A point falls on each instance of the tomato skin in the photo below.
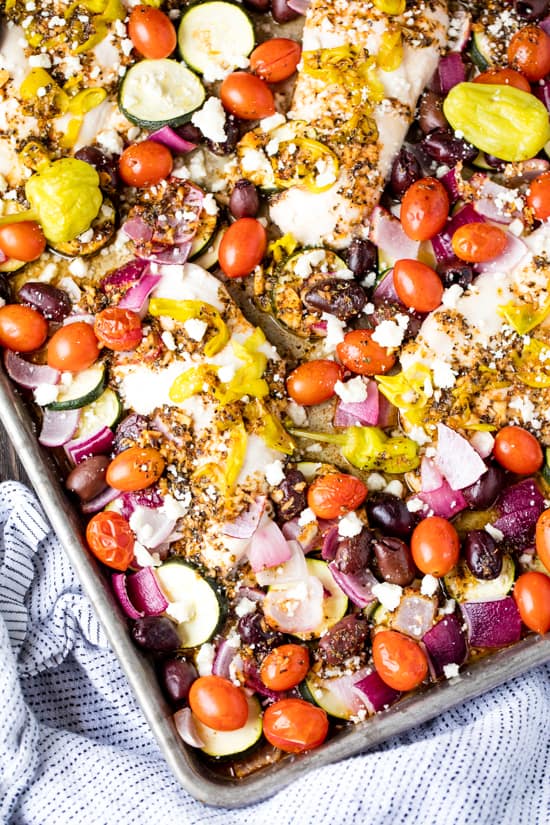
(285, 666)
(247, 96)
(74, 347)
(517, 450)
(360, 354)
(242, 248)
(418, 286)
(276, 59)
(399, 661)
(152, 32)
(145, 164)
(335, 494)
(435, 546)
(532, 596)
(22, 329)
(294, 725)
(111, 539)
(313, 381)
(424, 209)
(135, 469)
(218, 703)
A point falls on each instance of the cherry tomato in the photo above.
(242, 248)
(424, 209)
(152, 32)
(22, 328)
(417, 285)
(478, 242)
(294, 725)
(145, 164)
(435, 546)
(399, 661)
(276, 59)
(73, 347)
(247, 96)
(335, 494)
(360, 354)
(285, 667)
(532, 596)
(529, 52)
(135, 469)
(517, 450)
(313, 381)
(218, 703)
(23, 241)
(118, 329)
(111, 539)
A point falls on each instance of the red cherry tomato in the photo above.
(111, 540)
(242, 248)
(517, 450)
(417, 285)
(152, 32)
(313, 381)
(435, 546)
(335, 494)
(360, 354)
(73, 347)
(218, 703)
(532, 596)
(424, 209)
(294, 725)
(23, 241)
(399, 661)
(22, 328)
(276, 59)
(145, 164)
(247, 96)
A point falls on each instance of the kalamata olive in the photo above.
(156, 633)
(87, 479)
(394, 561)
(244, 201)
(483, 555)
(53, 303)
(345, 299)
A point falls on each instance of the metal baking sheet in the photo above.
(196, 776)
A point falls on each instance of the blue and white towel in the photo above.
(75, 750)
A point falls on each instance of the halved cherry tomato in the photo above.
(518, 450)
(294, 725)
(285, 667)
(145, 163)
(529, 52)
(152, 32)
(313, 381)
(417, 285)
(247, 96)
(22, 328)
(478, 242)
(242, 248)
(135, 469)
(399, 661)
(276, 59)
(23, 241)
(118, 329)
(532, 596)
(435, 546)
(73, 347)
(335, 494)
(360, 354)
(424, 209)
(218, 703)
(111, 539)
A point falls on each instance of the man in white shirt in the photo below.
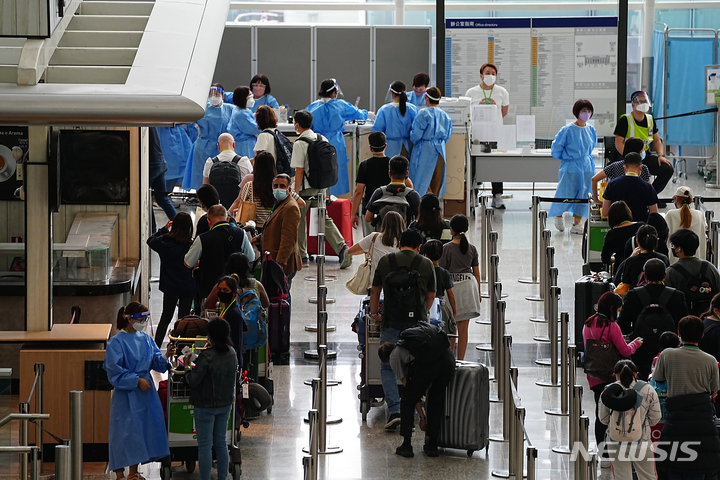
(488, 93)
(226, 145)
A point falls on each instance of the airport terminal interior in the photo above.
(83, 83)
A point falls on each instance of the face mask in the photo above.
(225, 297)
(280, 193)
(140, 326)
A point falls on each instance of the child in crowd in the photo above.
(433, 250)
(460, 258)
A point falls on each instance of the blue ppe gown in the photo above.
(431, 130)
(328, 120)
(176, 147)
(396, 127)
(137, 425)
(213, 123)
(573, 146)
(243, 128)
(418, 101)
(268, 100)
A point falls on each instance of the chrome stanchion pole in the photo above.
(76, 441)
(62, 462)
(544, 242)
(535, 241)
(564, 367)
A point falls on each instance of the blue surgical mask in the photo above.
(280, 194)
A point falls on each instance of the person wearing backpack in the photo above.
(697, 278)
(422, 360)
(602, 330)
(226, 170)
(655, 292)
(393, 197)
(407, 280)
(629, 407)
(305, 147)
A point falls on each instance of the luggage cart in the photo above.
(182, 437)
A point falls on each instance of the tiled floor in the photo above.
(272, 445)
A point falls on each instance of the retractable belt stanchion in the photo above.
(564, 367)
(535, 240)
(544, 243)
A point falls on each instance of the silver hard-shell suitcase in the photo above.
(466, 423)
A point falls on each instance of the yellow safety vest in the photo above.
(635, 130)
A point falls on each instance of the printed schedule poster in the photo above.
(546, 64)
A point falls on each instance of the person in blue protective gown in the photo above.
(395, 121)
(573, 146)
(431, 131)
(329, 117)
(261, 92)
(137, 432)
(242, 125)
(420, 84)
(176, 146)
(214, 122)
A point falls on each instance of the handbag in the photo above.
(247, 210)
(361, 280)
(600, 358)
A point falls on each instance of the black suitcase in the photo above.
(588, 290)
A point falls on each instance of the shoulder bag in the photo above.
(361, 280)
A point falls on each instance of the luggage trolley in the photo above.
(180, 424)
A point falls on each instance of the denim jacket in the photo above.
(213, 379)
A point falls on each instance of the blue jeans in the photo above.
(387, 376)
(211, 427)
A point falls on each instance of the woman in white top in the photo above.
(488, 93)
(617, 397)
(383, 242)
(686, 217)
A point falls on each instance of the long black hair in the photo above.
(398, 88)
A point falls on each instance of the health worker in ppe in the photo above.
(214, 122)
(640, 124)
(395, 121)
(242, 125)
(137, 433)
(431, 131)
(490, 93)
(261, 92)
(573, 146)
(176, 147)
(420, 84)
(329, 117)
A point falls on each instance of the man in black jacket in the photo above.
(632, 306)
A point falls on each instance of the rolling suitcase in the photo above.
(279, 331)
(588, 290)
(339, 212)
(466, 423)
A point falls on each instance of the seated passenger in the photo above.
(639, 195)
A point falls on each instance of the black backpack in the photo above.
(226, 178)
(402, 304)
(322, 163)
(425, 342)
(283, 152)
(392, 202)
(698, 290)
(654, 320)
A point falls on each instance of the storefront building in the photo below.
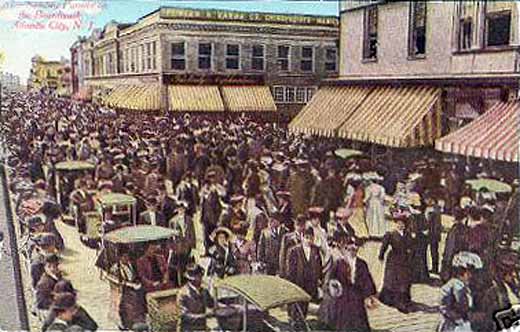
(416, 71)
(210, 60)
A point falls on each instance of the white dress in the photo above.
(375, 215)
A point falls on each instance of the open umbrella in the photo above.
(347, 153)
(490, 184)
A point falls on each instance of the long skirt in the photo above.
(358, 223)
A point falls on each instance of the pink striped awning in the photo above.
(493, 135)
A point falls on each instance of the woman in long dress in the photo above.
(356, 204)
(374, 198)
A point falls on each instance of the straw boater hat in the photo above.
(222, 230)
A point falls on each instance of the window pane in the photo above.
(289, 94)
(278, 94)
(307, 52)
(178, 64)
(232, 50)
(283, 64)
(331, 54)
(178, 49)
(300, 95)
(258, 50)
(283, 51)
(257, 64)
(232, 63)
(205, 49)
(204, 62)
(306, 65)
(499, 29)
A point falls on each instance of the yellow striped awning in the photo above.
(195, 98)
(248, 99)
(328, 109)
(135, 97)
(396, 116)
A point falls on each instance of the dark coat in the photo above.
(269, 246)
(220, 265)
(289, 240)
(81, 319)
(191, 306)
(305, 273)
(44, 291)
(455, 243)
(144, 270)
(347, 312)
(398, 268)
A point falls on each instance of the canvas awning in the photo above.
(195, 98)
(396, 116)
(248, 98)
(328, 109)
(493, 135)
(387, 115)
(135, 97)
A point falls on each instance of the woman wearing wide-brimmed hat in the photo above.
(397, 282)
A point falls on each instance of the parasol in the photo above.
(490, 184)
(347, 153)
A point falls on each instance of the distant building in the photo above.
(50, 76)
(411, 72)
(209, 60)
(10, 82)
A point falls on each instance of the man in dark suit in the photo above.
(434, 219)
(65, 309)
(152, 269)
(290, 240)
(304, 268)
(192, 302)
(269, 245)
(49, 279)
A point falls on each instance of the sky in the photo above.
(49, 28)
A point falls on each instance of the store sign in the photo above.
(175, 13)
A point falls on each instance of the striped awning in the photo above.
(328, 109)
(135, 97)
(248, 99)
(396, 116)
(195, 98)
(493, 135)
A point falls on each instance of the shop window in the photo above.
(417, 35)
(370, 34)
(498, 28)
(178, 60)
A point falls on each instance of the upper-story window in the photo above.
(465, 33)
(257, 60)
(331, 58)
(282, 57)
(205, 52)
(417, 35)
(498, 28)
(232, 56)
(307, 59)
(370, 34)
(178, 60)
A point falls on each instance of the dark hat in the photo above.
(35, 221)
(315, 211)
(193, 271)
(52, 259)
(237, 199)
(221, 230)
(64, 286)
(64, 301)
(46, 240)
(308, 231)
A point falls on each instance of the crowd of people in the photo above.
(269, 202)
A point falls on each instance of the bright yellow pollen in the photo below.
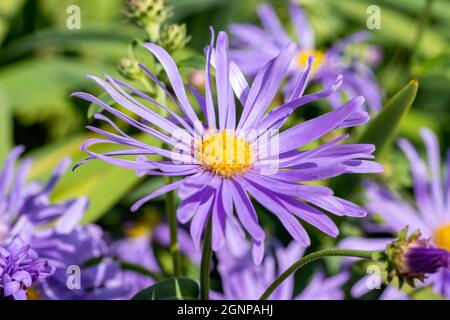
(223, 153)
(302, 58)
(442, 237)
(137, 231)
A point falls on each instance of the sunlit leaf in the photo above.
(170, 289)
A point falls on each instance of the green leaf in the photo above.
(75, 39)
(381, 130)
(46, 100)
(6, 139)
(396, 27)
(104, 184)
(171, 289)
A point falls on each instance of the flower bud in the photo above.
(148, 15)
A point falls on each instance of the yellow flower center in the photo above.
(302, 58)
(224, 153)
(442, 237)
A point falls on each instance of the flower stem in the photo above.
(174, 246)
(206, 260)
(372, 255)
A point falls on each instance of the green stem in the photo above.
(206, 260)
(314, 256)
(174, 246)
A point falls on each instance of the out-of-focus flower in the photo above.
(138, 249)
(222, 164)
(129, 69)
(53, 232)
(243, 280)
(429, 213)
(255, 46)
(20, 267)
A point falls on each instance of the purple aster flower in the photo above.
(255, 46)
(137, 248)
(429, 212)
(243, 280)
(53, 232)
(20, 267)
(224, 161)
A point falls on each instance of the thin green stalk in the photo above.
(174, 246)
(314, 256)
(206, 260)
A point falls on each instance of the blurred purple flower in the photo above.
(53, 232)
(429, 213)
(223, 165)
(255, 46)
(243, 280)
(20, 267)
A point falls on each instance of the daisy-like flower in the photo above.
(243, 280)
(254, 46)
(137, 248)
(236, 153)
(20, 267)
(53, 232)
(429, 213)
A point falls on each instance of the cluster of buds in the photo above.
(411, 258)
(148, 15)
(151, 16)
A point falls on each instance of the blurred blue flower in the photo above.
(54, 232)
(20, 267)
(254, 47)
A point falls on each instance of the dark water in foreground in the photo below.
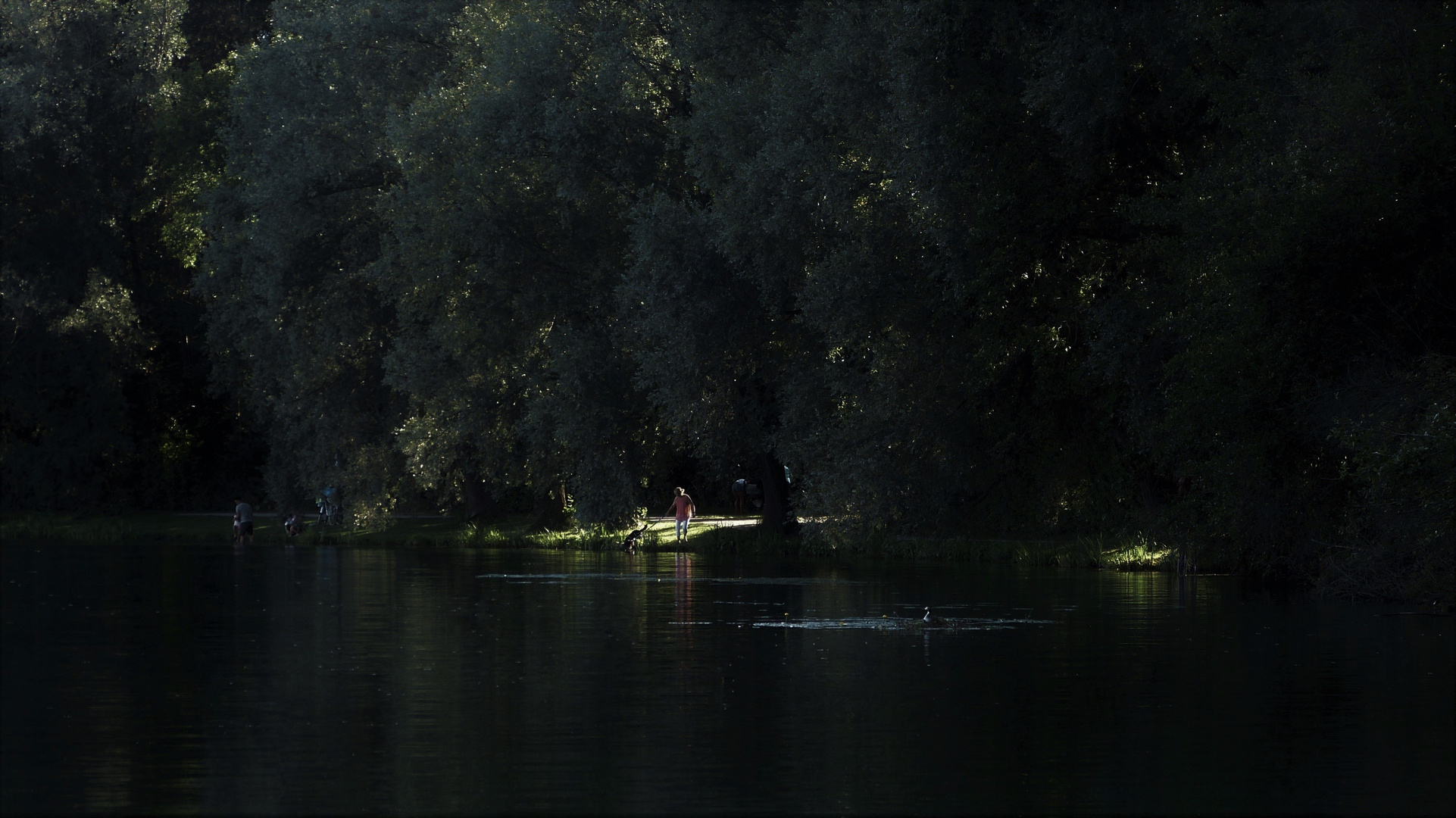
(149, 679)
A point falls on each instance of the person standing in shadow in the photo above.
(683, 510)
(243, 514)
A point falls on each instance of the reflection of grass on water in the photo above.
(1129, 554)
(1126, 554)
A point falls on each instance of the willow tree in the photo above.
(80, 86)
(296, 320)
(508, 229)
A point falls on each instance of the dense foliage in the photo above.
(980, 268)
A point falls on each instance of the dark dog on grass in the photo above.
(634, 539)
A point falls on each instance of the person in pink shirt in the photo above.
(683, 508)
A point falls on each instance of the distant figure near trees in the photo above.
(683, 508)
(242, 521)
(292, 526)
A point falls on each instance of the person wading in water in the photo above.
(683, 508)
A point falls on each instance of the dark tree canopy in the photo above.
(1181, 270)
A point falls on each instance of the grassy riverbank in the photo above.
(709, 535)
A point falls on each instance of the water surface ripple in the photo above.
(319, 680)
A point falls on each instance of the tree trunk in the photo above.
(775, 495)
(480, 505)
(549, 513)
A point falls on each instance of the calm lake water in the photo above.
(155, 679)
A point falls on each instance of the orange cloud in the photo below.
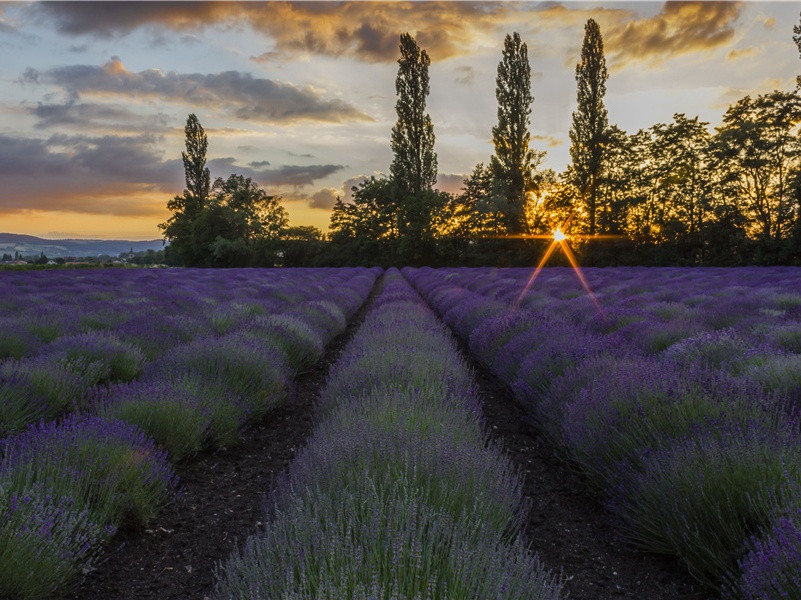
(739, 53)
(240, 94)
(368, 31)
(680, 28)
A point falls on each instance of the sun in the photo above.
(560, 241)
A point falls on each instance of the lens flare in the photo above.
(560, 240)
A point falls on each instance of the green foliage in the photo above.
(414, 165)
(513, 163)
(588, 131)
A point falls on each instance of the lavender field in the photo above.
(674, 392)
(110, 377)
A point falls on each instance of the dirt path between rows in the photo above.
(567, 526)
(221, 505)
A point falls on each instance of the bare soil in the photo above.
(223, 491)
(567, 526)
(221, 504)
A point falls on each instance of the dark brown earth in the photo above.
(223, 491)
(567, 526)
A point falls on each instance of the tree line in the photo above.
(674, 193)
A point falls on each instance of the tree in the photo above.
(238, 223)
(513, 163)
(797, 40)
(589, 120)
(365, 230)
(414, 166)
(757, 154)
(188, 206)
(680, 175)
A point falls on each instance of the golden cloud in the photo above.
(739, 53)
(680, 28)
(368, 31)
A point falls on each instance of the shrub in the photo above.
(253, 370)
(109, 466)
(46, 541)
(39, 388)
(359, 544)
(771, 569)
(99, 355)
(703, 498)
(165, 412)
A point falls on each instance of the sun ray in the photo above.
(577, 269)
(545, 258)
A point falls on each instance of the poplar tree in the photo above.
(414, 166)
(188, 206)
(513, 162)
(590, 120)
(197, 175)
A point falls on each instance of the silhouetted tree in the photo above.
(414, 166)
(513, 163)
(589, 120)
(187, 207)
(239, 221)
(757, 153)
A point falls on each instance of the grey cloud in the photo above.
(90, 116)
(465, 75)
(367, 31)
(69, 173)
(241, 94)
(290, 153)
(285, 175)
(324, 199)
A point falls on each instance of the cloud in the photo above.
(99, 175)
(550, 140)
(465, 75)
(739, 53)
(239, 94)
(679, 28)
(285, 175)
(324, 198)
(85, 116)
(110, 19)
(367, 31)
(117, 175)
(305, 155)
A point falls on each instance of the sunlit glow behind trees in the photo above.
(673, 193)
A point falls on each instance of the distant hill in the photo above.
(28, 245)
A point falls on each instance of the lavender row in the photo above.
(66, 486)
(144, 314)
(398, 493)
(203, 393)
(695, 453)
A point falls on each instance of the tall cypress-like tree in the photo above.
(513, 162)
(414, 166)
(590, 120)
(197, 176)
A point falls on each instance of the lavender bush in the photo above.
(108, 466)
(379, 504)
(695, 445)
(46, 541)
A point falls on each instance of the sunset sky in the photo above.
(301, 96)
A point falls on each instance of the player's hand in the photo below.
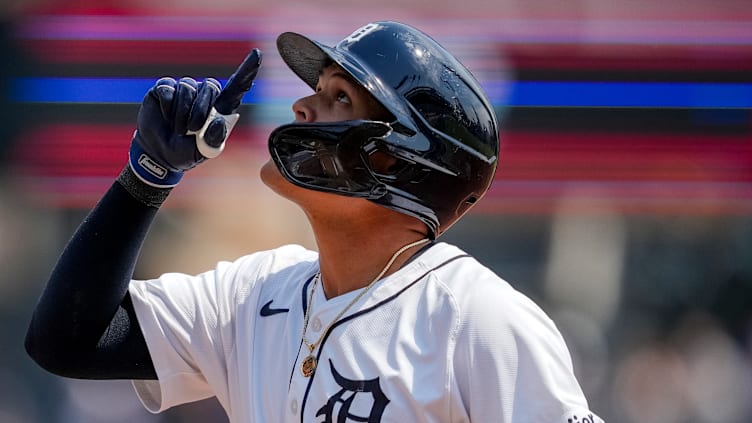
(183, 122)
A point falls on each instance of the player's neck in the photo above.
(349, 262)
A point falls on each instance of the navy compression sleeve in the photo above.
(84, 325)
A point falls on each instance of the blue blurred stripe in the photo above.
(533, 94)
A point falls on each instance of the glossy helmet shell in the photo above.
(442, 143)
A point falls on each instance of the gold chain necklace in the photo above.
(309, 363)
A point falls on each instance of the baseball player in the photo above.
(384, 323)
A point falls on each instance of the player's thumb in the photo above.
(216, 132)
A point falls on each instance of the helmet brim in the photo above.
(305, 57)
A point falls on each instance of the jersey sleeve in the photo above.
(512, 364)
(188, 324)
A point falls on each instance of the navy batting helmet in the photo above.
(442, 143)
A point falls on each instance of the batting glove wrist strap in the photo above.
(149, 171)
(145, 193)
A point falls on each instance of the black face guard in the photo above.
(332, 157)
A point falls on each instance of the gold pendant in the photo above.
(309, 366)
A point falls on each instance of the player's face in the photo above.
(337, 98)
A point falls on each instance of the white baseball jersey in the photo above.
(443, 339)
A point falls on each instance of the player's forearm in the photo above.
(90, 280)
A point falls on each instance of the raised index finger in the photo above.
(239, 83)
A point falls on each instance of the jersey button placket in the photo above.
(316, 324)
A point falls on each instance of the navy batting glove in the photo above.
(181, 123)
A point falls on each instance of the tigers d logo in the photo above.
(357, 401)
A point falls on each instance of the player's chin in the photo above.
(272, 178)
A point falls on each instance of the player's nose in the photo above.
(304, 110)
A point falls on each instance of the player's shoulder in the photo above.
(278, 265)
(477, 290)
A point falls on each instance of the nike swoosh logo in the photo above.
(267, 309)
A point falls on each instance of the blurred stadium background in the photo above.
(623, 202)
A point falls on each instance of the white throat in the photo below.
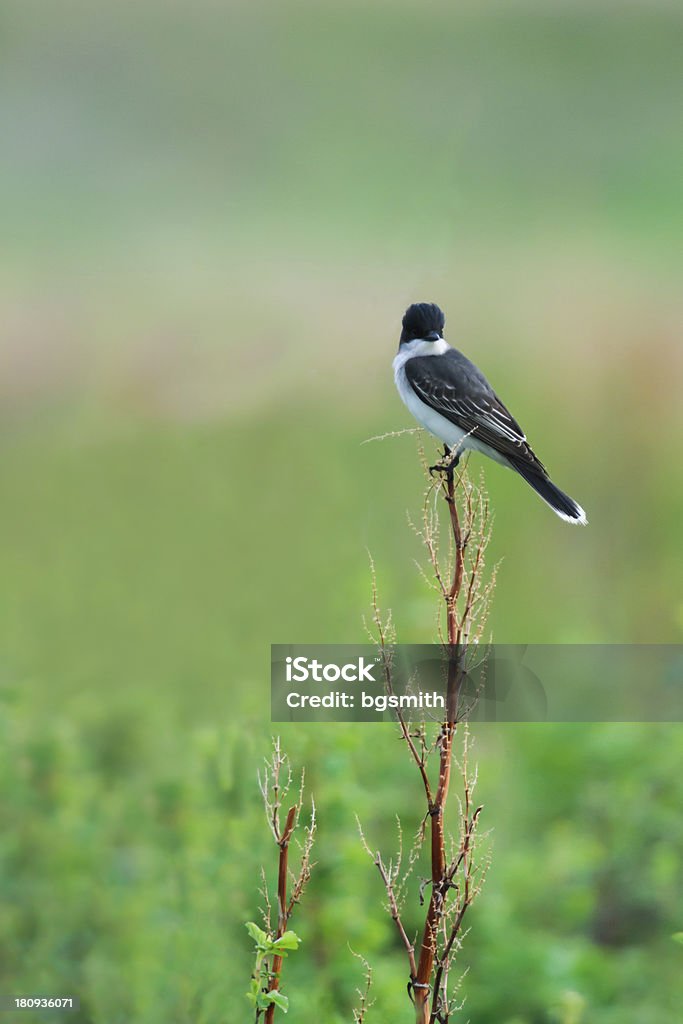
▬▬▬
◆ Exercise task ◆
Take only the line containing "A point falls on each instance of the navy batting glove" and every line after it to the end of the entries, and copy them exactly, pictures excluded.

◆ Answer to the task ◆
A point falls on each instance of the navy batting glove in the photo above.
(181, 123)
A point falls on each instance of the tigers d logo in the photo above.
(357, 401)
A point falls on each instance of the player's chin in the photo above.
(272, 178)
A point falls on each instance of the player's nose in the photo above.
(304, 110)
A point falls on each instance of the player's shoulder in the photo above.
(278, 265)
(477, 290)
A point falls on each instance of the nike swoosh logo in the photo above.
(267, 309)
A point falls on each instance of the blurred stadium background in the photo above.
(623, 202)
A point falls on each instance of the white throat in the photo below.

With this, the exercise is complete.